* _Activity_
Please repeat the drug-resistance article starting with "New method to overcome" and going on through "the drug effectiveness.", substituting "Stanford" for each "Stanford University".

* _Selected extract_
>>>
New method to overcome multiple drug resistant diseases developed

Washington, Aug 19: Researchers from Stanford University have come up with a new method to combat diseases that have developed multiple drug resistance.

The researchers revealed that using an arginine-rich transporter to ferry a potent medication inside a resistant cell would help restore the drug effectiveness.

Arginine is an amino acid, the building block of proteins, and as such is found in virtually every cell in the human body, as well as other mammalian bodies.

"Nature has developed all of this firepower for getting things into cells, and one of the ways is to create entities that are arginine-rich," said Paul Wender, the Bergstrom Professor of Chemistry at Stanford University.

"Arginine-rich sequences appear to figure in the mechanisms by which many pathogens invade cells," Wender added.

The team led by Wender discovered that a particular molecular subunit within arginine, called a guanidinium group, was what nature actually exploits to get foreign substances through cell membranes.

With the help of drug Taxol(r), a widely used chemotherapeutic agent, they attached a series of arginines with their associated guanidinium groups and tried it out against Taxol-resistant ovarian cancer cells implanted in mice. It helped improve drug resistance.

"It's an exciting result to be able to take a drug known to work against cancer, but stymied by resistant cells, and restore it to effectiveness using an arginine transporter. "This bodes well for use with other drugs that succumb to resistance," said Wender.
<<<
* _Record excerpts_
>>>
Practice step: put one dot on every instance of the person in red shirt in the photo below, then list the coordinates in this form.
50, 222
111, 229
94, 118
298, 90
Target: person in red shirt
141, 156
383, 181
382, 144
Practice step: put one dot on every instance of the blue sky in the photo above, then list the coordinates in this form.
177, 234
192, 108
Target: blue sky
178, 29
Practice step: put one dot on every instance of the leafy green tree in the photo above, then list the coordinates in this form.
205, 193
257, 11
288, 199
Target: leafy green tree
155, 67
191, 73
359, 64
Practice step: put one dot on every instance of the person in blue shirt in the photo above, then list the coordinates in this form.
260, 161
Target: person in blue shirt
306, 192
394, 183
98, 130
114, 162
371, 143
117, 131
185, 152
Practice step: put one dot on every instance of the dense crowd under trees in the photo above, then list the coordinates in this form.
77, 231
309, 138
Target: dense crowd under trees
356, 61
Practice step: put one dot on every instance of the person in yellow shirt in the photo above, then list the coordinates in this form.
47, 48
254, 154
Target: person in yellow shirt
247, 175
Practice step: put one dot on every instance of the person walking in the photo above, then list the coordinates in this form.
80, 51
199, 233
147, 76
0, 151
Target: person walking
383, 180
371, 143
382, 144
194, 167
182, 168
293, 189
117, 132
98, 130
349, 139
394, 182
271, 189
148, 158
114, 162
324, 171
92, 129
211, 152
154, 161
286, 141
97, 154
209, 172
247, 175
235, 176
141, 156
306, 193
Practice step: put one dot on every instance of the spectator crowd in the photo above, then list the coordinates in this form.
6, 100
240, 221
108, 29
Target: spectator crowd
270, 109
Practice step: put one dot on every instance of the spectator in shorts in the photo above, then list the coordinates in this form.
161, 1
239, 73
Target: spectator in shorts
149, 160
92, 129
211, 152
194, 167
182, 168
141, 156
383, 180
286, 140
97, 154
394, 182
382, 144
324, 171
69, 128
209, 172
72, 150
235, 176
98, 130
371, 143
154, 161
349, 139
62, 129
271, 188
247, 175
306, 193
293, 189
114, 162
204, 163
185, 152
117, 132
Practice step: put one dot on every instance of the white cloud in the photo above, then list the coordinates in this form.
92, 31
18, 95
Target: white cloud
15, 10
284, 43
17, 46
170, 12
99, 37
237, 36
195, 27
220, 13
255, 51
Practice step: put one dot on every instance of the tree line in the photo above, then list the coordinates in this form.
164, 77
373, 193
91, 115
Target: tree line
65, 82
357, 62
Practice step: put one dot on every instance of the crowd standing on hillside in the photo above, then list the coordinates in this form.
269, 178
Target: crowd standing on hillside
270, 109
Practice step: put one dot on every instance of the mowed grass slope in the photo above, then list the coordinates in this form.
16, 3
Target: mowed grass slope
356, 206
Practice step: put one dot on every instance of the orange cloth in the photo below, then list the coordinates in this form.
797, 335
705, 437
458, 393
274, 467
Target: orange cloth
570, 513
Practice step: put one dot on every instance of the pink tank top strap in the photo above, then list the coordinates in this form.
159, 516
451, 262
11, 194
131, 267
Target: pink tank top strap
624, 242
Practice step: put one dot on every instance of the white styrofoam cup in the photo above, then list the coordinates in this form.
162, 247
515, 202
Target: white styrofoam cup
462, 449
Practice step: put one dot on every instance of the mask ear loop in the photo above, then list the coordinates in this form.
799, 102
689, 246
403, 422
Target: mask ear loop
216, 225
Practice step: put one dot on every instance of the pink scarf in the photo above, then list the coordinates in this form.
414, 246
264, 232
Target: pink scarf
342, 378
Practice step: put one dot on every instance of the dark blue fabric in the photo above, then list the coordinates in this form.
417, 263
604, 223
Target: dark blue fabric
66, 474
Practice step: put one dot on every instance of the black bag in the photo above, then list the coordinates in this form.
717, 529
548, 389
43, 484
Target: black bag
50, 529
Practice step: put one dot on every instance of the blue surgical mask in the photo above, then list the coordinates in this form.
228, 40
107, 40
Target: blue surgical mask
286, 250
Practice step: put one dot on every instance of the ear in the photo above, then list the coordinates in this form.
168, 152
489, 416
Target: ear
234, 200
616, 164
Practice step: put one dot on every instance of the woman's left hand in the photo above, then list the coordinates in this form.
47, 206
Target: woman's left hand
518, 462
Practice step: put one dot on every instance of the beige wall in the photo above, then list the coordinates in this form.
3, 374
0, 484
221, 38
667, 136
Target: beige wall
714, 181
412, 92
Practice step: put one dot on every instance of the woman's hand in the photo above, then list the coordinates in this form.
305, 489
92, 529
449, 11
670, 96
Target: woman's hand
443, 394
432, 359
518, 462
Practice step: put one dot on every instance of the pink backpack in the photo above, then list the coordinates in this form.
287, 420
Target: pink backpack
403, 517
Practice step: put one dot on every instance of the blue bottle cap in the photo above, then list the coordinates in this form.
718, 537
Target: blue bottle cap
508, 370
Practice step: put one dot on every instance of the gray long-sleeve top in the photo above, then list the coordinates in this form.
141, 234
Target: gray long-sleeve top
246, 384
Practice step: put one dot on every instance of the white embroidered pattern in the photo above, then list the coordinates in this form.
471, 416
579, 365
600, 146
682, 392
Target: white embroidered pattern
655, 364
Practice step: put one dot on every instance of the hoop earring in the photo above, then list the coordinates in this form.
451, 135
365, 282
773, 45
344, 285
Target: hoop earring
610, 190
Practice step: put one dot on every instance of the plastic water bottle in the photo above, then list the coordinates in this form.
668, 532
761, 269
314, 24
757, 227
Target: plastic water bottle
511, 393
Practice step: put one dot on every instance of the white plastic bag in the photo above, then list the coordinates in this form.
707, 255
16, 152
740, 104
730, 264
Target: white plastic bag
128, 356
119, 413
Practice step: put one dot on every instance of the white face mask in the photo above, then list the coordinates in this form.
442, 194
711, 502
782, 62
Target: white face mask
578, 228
<<<
* _Task response_
New method to overcome multiple drug resistant diseases developed

Washington, Aug 19: Researchers from Stanford have come up with a new method to combat diseases that have developed multiple drug resistance.

The researchers revealed that using an arginine-rich transporter to ferry a potent medication inside a resistant cell would help restore the drug effectiveness.